Put the records from the start through the line containing "[[136, 178]]" into a Markdown table with two columns, Row and Line: number each line and leave out blank ones.

§ **INFORMATION GIVEN**
+===+

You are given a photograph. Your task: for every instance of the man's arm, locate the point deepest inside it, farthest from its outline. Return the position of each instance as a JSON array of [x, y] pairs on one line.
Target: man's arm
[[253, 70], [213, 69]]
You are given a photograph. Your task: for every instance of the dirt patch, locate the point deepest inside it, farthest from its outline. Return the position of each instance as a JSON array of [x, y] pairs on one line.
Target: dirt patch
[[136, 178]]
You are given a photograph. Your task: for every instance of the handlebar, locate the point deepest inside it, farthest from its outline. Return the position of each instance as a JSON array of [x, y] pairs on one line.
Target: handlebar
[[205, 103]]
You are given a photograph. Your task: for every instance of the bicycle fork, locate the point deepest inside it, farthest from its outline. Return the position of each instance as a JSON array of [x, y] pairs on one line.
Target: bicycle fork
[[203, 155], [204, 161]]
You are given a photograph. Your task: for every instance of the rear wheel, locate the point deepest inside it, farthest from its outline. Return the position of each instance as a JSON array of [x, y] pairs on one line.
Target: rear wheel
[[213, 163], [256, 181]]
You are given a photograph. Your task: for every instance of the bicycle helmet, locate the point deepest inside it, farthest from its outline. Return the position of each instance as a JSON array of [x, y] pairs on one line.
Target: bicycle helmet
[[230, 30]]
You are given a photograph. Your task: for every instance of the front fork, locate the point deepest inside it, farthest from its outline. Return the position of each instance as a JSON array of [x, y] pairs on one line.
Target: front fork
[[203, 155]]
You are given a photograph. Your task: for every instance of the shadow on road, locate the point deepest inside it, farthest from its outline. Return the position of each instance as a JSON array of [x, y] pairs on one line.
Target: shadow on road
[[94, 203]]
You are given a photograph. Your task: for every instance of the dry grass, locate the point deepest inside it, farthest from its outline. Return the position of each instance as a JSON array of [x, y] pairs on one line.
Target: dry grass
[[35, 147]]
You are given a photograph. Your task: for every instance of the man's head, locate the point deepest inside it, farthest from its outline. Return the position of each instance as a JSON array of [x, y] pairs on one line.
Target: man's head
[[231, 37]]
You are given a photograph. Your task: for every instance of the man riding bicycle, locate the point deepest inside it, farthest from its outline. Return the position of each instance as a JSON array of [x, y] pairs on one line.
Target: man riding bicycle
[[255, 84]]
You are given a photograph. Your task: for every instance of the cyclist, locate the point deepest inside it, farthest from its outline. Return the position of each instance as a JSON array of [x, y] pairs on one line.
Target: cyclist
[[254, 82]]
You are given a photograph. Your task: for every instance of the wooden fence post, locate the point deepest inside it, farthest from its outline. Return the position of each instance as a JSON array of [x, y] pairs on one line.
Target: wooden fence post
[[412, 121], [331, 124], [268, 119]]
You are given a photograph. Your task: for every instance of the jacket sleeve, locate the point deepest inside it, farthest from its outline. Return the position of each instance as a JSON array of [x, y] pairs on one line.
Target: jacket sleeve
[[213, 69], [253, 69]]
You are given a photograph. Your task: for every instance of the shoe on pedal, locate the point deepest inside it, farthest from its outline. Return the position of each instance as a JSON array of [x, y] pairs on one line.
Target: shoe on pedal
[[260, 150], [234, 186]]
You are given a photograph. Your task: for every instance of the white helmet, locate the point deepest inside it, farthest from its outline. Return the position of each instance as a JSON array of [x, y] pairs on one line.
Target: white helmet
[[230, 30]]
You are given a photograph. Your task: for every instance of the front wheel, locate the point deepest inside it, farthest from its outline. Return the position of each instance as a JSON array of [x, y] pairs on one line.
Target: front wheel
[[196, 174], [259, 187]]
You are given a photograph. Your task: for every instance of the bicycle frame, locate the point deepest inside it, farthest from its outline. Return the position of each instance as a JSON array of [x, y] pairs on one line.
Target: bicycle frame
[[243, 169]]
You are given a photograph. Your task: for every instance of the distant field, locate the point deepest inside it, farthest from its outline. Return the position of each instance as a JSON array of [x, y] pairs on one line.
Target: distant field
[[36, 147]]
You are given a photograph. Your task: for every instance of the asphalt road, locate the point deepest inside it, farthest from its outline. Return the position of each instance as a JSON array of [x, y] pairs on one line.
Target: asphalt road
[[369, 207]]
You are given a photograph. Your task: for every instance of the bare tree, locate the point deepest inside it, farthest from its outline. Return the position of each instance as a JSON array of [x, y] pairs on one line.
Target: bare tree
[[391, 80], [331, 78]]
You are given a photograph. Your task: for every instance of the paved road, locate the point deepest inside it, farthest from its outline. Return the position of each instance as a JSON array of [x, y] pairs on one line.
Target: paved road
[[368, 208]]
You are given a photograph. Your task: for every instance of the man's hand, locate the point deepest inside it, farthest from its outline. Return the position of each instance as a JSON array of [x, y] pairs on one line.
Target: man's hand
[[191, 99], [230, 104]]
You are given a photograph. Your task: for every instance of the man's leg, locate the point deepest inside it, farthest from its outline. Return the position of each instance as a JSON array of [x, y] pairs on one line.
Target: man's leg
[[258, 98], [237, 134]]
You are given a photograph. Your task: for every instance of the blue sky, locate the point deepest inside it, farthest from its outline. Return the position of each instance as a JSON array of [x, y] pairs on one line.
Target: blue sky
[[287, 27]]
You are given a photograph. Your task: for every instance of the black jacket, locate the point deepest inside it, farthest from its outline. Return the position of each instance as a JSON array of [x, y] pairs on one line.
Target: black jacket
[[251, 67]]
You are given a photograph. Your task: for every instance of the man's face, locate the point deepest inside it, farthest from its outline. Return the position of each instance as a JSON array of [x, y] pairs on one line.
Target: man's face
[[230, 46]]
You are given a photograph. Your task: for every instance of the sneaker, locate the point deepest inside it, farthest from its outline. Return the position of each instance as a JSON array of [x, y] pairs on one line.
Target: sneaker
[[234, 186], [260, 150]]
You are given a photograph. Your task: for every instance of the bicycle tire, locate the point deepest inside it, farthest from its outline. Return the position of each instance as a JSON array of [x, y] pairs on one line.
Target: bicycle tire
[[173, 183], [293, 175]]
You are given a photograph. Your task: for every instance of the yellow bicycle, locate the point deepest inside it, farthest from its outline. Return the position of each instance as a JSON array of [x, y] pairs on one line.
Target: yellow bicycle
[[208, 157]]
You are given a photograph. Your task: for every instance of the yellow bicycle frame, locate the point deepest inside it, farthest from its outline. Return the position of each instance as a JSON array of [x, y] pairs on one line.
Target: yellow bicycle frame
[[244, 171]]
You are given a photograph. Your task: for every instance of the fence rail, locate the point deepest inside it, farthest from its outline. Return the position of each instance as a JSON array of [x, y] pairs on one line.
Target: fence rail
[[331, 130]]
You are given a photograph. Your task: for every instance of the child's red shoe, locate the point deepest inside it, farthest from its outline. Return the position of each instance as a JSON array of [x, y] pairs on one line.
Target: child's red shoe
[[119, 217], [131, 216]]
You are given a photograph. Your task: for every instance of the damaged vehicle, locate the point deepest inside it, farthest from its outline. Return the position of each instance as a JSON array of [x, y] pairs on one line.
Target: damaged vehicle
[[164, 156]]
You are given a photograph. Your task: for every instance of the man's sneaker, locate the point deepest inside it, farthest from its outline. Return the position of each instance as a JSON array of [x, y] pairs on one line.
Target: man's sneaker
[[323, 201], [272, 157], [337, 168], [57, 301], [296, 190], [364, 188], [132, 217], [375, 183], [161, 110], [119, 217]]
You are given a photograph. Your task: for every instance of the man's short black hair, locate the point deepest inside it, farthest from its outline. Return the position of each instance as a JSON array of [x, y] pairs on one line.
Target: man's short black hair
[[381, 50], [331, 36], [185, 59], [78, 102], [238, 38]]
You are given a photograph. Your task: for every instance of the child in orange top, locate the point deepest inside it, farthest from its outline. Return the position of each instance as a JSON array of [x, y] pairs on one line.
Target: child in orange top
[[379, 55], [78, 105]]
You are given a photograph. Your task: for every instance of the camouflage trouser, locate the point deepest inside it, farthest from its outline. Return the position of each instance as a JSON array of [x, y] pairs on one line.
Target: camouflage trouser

+===+

§ **SOLUTION**
| Row | Line |
|---|---|
| 1 | You are given a photograph. Your task: for every instance of the man's arm, locate the point deepest inside it, farthest from its outline. Return the position of each instance as a JSON array of [x, y] pairs on one line. |
| 2 | Target: man's arm |
| 3 | [[253, 70], [213, 69]] |
| 4 | You are given a photograph. Your task: for every instance of the dirt patch, locate the point deepest inside it, farthest from its outline. Return the position of each instance as a JSON array of [x, y] pairs on one line. |
| 5 | Target: dirt patch |
| 6 | [[136, 178]] |